▶ Records:
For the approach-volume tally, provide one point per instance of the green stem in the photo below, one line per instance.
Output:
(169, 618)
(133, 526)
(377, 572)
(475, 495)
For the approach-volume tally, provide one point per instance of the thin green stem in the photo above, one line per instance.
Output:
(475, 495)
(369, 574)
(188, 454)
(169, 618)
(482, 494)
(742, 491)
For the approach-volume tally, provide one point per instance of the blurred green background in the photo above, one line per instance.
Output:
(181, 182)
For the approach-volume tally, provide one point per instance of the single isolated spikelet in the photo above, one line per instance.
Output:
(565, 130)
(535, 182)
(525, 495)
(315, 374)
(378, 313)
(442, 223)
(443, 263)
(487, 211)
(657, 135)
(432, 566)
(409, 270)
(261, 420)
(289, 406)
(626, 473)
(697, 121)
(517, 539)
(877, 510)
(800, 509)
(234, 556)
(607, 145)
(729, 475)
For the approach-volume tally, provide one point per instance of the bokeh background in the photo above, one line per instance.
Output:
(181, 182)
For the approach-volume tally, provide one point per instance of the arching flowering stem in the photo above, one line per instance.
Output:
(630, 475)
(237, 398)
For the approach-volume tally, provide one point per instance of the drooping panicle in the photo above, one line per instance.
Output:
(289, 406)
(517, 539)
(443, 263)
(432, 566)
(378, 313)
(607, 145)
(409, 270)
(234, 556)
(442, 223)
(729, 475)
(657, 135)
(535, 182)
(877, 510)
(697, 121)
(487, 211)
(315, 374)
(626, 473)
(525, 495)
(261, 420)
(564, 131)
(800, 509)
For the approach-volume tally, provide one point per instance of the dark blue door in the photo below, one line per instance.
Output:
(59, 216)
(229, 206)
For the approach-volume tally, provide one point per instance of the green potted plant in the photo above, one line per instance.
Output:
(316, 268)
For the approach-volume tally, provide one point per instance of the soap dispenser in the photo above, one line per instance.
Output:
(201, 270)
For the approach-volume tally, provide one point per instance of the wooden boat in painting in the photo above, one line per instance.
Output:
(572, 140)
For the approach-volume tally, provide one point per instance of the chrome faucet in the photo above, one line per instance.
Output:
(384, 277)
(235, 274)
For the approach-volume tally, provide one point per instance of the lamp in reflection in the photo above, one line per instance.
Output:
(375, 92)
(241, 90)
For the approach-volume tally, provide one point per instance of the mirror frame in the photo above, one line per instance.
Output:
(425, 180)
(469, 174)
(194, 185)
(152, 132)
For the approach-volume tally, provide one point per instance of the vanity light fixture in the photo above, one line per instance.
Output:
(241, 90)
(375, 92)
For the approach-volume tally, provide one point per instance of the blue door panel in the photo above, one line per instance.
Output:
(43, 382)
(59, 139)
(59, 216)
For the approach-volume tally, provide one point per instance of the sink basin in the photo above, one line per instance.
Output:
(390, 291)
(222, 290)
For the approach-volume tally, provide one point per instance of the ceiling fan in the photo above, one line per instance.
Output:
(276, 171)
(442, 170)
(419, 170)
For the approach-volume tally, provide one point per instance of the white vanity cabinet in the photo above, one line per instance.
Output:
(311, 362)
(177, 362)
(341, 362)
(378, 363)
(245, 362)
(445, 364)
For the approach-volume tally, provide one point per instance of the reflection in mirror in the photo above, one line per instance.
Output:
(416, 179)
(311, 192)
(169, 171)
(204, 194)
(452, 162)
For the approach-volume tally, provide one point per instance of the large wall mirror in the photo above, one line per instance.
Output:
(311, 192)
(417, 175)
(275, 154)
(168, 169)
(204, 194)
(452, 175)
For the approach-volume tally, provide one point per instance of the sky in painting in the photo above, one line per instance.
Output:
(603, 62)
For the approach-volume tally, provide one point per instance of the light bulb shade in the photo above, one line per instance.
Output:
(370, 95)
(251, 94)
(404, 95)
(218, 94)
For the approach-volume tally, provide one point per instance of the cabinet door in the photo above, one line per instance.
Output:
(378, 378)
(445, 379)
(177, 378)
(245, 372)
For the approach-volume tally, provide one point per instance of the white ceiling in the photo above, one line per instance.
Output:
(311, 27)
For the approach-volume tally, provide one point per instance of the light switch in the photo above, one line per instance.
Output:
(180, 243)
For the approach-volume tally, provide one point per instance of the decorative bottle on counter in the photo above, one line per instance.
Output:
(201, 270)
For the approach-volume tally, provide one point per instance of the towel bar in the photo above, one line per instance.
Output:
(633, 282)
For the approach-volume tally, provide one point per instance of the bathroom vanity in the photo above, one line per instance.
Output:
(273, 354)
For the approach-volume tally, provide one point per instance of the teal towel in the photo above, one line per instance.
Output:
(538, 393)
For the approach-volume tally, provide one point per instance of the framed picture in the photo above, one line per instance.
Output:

▶ What is needed: All of the data above needs to be set down again exactly. Include every line.

▶ Task response:
For the approach-volume tally, provide one point per instance of the green stem in the photo below, one line per instance.
Output:
(169, 618)
(133, 526)
(377, 572)
(475, 495)
For the approach-volume tally, provide one point per instance of the thin green stem in the photo above, one line per instance.
Output:
(475, 495)
(369, 574)
(188, 454)
(169, 618)
(482, 494)
(742, 491)
For the approach-volume tally, provide one point per instance of the blurred green background in the photo above, one line per instance.
Output:
(181, 182)
For the approach-volume tally, provide one point per instance of the single isolated spikelet in the photo above, one line per instance.
Output:
(565, 130)
(535, 182)
(525, 495)
(315, 374)
(378, 313)
(442, 223)
(443, 263)
(487, 211)
(657, 135)
(432, 566)
(409, 270)
(261, 420)
(289, 406)
(626, 473)
(697, 121)
(517, 539)
(877, 510)
(800, 509)
(234, 556)
(607, 145)
(729, 475)
For the approach-volume tally, provide one point per instance of the bokeh background in the photo above, one line per instance.
Output:
(181, 182)
For the approach-volume tally, provide one point per instance of the arching flowering stem in the photo above, one line per instance.
Output:
(630, 475)
(237, 398)
For the approach-volume tally, provide one point per instance of the drooping panicle in the photo above, one line per instance.
Output:
(289, 406)
(517, 539)
(443, 263)
(432, 566)
(378, 313)
(607, 145)
(409, 270)
(234, 556)
(442, 223)
(729, 475)
(657, 135)
(535, 182)
(877, 510)
(697, 121)
(487, 211)
(315, 374)
(626, 473)
(525, 495)
(261, 420)
(564, 131)
(800, 509)
For the approach-volume tally, provide one point per instance of the dark blue door in the photo below, one line per instance.
Output:
(59, 216)
(229, 206)
For the approach-volume tally, provide one point per instance of the green potted plant in the photo above, one line per instance.
Output:
(316, 268)
For the approach-volume tally, provide one point per instance of the soap dispenser in the photo above, one line per instance.
Output:
(201, 270)
For the approach-volume tally, provide one point per instance of the wooden boat in painting in the photo above, one line per instance.
Output:
(572, 140)
For the approach-volume tally, provide one point per instance of the chrome faucet in the photo above, one line per instance.
Output:
(384, 277)
(235, 274)
For the approach-volume tally, provide one point per instance of the lamp in reflection in the photo above, one line per instance.
Output:
(375, 92)
(241, 90)
For the approach-volume tally, provide one point per instance of the mirror frame in the photo above, one line per instance.
Output:
(425, 180)
(469, 174)
(194, 185)
(152, 132)
For the approach-volume tally, provide one point per instance of the vanity light fixture in the photo above, one line per instance.
Output:
(241, 90)
(375, 92)
For the approach-volume tally, provide one point per instance of the blue door panel in the photo above, one line per instance.
Output:
(43, 382)
(59, 139)
(59, 216)
For the approach-volume tally, provide one point per instance of the sink basin in the photo above, one line per instance.
Output:
(390, 291)
(222, 290)
For the approach-volume tally, provide one point per instance of the ceiling fan in the photo above, one line per instance.
Output:
(276, 171)
(442, 170)
(419, 170)
For the approach-volume tally, provide one point per instance of the white vanity cabinet in the photo above, one line per instance.
Output:
(311, 362)
(177, 362)
(341, 362)
(378, 363)
(245, 362)
(445, 364)
For the approach-volume tally, provide one point per instance of the reflection in mirror in the photo above, one line per instance.
Output:
(416, 179)
(311, 192)
(169, 171)
(204, 194)
(452, 162)
For the approach-volume tally, provide one point per instance of the large wall mirror in the photo above, one line per instance.
Output:
(311, 192)
(417, 175)
(275, 154)
(168, 169)
(204, 194)
(452, 175)
For the approach-volume tally, provide one point per instance of the sky in painting in the photo above, one line per instance.
Output:
(603, 62)
For the approach-volume tally, provide one point per instance of the light bulb shade in the photo above, one line per instance.
Output:
(370, 95)
(251, 94)
(404, 95)
(218, 94)
For the approach-volume tally, provide one point per instance of the cabinet door in the photo above, one line per instance.
Output:
(378, 378)
(445, 379)
(177, 378)
(245, 372)
For the approach-volume tally, provide one point per instance of the white ceiling in the photo above, one line per instance.
Output:
(311, 27)
For the approach-volume tally, provide one point per instance of the light switch in the photo above, one line per instance.
Output:
(180, 243)
For the approach-volume tally, provide one point per instance of the decorative bottle on counter in the photo above, one line per instance.
Output:
(201, 270)
For the approach-volume tally, provide one point per instance of the towel bar in the photo above, one line per instance.
Output:
(633, 282)
For the approach-volume tally, provide one point per instance of the bathroom vanity in the photo above, one line per instance.
Output:
(273, 354)
For the approach-volume tally, provide one point per instance of the teal towel in the photo above, one line per instance.
Output:
(538, 393)
For the approach-volume tally, provide one point per instance of the framed picture in the photo above, one line per instance.
Output:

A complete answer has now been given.